More

    Top Python Packages for Feature Engineering

    Know these packages to improve your data workflow

    Photo by Markus Spiske on Unsplash

    Feature engineering is the process of creating new features from the existing data. Whether we made a simple addition of two columns or combined more than a thousand features, the process is already considered feature engineering.

    The feature engineering process is inherently different from data cleaning. While feature engineering creates additional features, data cleaning might change or decrease the existing feature.

    Feature engineering is an essential part of the data workflow because the activity could massively improve our project performance. For example, empirical analysis by Heaton (2020) has shown that feature engineering improves various machine learning model performances.

    To help the feature engineering process, this article will go through my top Python package for feature engineering. Let’s get into it!

    Featuretools is an open-source Python package to automate the feature engineering process developed by Alteryx. It’s a package designed for deep feature creation from any features we have, especially from temporal and relation features.

    Deep Feature Synthesis (DFS)is the heart of Featuretools activity as it allowed us to acquire new features from our data quickly. How to perform it? Let’s use the example dataset from Featuretools to do it. First, we need to install the package.

    pip install featuretools

    Next, I would load the toy dataset that had already come from the package to perform Deep Feature Synthesis.

    import featuretools as ft#Loading the mock data
    data = ft.demo.load_mock_customer()
    cust_df = data["customers"]
    session_df = data["sessions"]
    transaction_df = data["transactions"]
    All the datasets from Featuretools mock data (Image by Author)

    In the above dataset, we have three different connected datasets:

    • The customer table (unique customer)
    • The session table (unique session for the customer)
    • The transaction table (session transaction activity)

    In some way, all the datasets were connected with their respective key. To use the Featuretools DFS, we need to specify the table name and the primary key with the dictionary object (If there is the DateTime feature, we also add it as the key).
• • • • •
▶ Task instructions:
Reproduce the passage of the feature engineering article verbatim, from "Deep Feature Synthesis (DFS)is" up to and including "install the package.".

▶ Supplied information:
• • • • •
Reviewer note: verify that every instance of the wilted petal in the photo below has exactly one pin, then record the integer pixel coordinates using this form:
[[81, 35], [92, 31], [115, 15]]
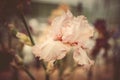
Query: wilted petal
[[80, 56], [59, 23], [23, 38], [51, 50]]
• • • • •
▶ Result of this exercise:
Deep Feature Synthesis (DFS)is the heart of Featuretools activity as it allowed us to acquire new features from our data quickly. How to perform it? Let’s use the example dataset from Featuretools to do it. First, we need to install the package.